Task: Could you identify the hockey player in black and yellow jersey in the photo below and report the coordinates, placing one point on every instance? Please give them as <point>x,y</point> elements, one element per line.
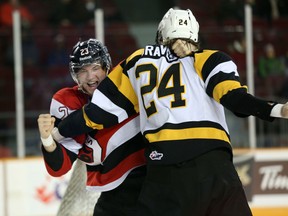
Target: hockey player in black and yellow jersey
<point>181,104</point>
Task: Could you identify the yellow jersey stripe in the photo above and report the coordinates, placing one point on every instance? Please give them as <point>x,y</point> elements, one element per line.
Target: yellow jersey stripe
<point>189,133</point>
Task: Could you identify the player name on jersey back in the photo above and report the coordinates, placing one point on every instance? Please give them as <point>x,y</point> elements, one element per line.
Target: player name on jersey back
<point>157,51</point>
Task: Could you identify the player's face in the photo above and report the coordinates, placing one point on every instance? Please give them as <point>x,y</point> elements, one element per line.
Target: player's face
<point>90,76</point>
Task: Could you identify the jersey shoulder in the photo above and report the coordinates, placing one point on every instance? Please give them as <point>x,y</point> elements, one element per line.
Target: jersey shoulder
<point>71,97</point>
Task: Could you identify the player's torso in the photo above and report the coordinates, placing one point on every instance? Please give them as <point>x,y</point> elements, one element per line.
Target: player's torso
<point>170,91</point>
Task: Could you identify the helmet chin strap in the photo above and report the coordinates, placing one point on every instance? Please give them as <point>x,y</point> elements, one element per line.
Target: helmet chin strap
<point>80,88</point>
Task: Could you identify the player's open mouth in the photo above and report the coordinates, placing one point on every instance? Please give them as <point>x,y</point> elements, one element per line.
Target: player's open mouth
<point>93,84</point>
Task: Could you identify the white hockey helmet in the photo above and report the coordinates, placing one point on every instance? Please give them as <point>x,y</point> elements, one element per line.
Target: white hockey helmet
<point>175,24</point>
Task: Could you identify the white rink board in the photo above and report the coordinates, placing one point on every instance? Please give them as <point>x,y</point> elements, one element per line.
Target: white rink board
—————
• **WHAT YOU NEED TO DO**
Return all of the material above line for line, with no changes, but leave out the picture.

• **SOLUTION TO THIS TASK**
Task: Could you identify the hockey player in black and yellow jersey in the photo below and report the coordinates, placing one point on every instance? Please give them as <point>x,y</point> elements, one element per line.
Target: hockey player in black and yellow jersey
<point>181,104</point>
Task: Could you identify the yellow jersey stripe in the photo above and report the coordinates, placing one point on every instance? Please give them as <point>x,y</point> elements, one element per line.
Target: yellow jersey stripe
<point>189,133</point>
Task: Could you identify the player name on jersey back in the photo above and report the coordinates, placing one point on every instance? Please give them as <point>x,y</point> elements, one element per line.
Target: player name on jersey back
<point>157,51</point>
Task: Could you identify the player's face in the photo above and report the coordinates, placing one point on every instance? Please give them as <point>x,y</point> elements, one element per line.
Target: player's face
<point>90,76</point>
Task: Could you identify the jersey shoulder in the photo above and report the coordinates, placing one point on every instance? Please give them as <point>x,y</point> elements, one element per line.
Target: jersey shoulder
<point>71,97</point>
Task: Could you identify the player's torso in the photo above and report the coordinates, placing one point on every instance? Please give them as <point>x,y</point> elements, one element per line.
Target: player's torso
<point>170,91</point>
Task: Could you identify the helmet chin strap in the photo above and report the coordinates, placing one point on every instance? Please give them as <point>x,y</point> elements, one element per line.
Target: helmet chin strap
<point>80,88</point>
Task: Could you identify the player's open mouth in the photo above and report the coordinates, placing one point on every instance? Please give them as <point>x,y</point> elements, one element per line.
Target: player's open mouth
<point>93,84</point>
Task: Could you identify the white hockey helmet in the photo above and report the coordinates, placing one point on every instance? Please give them as <point>x,y</point> elements, one element per line.
Target: white hockey helmet
<point>175,24</point>
Task: Could you identify the white rink board in the photo above and report the coordinates, placing one point on every instance? Please give them as <point>x,y</point> elements, one element per line.
Target: white rink board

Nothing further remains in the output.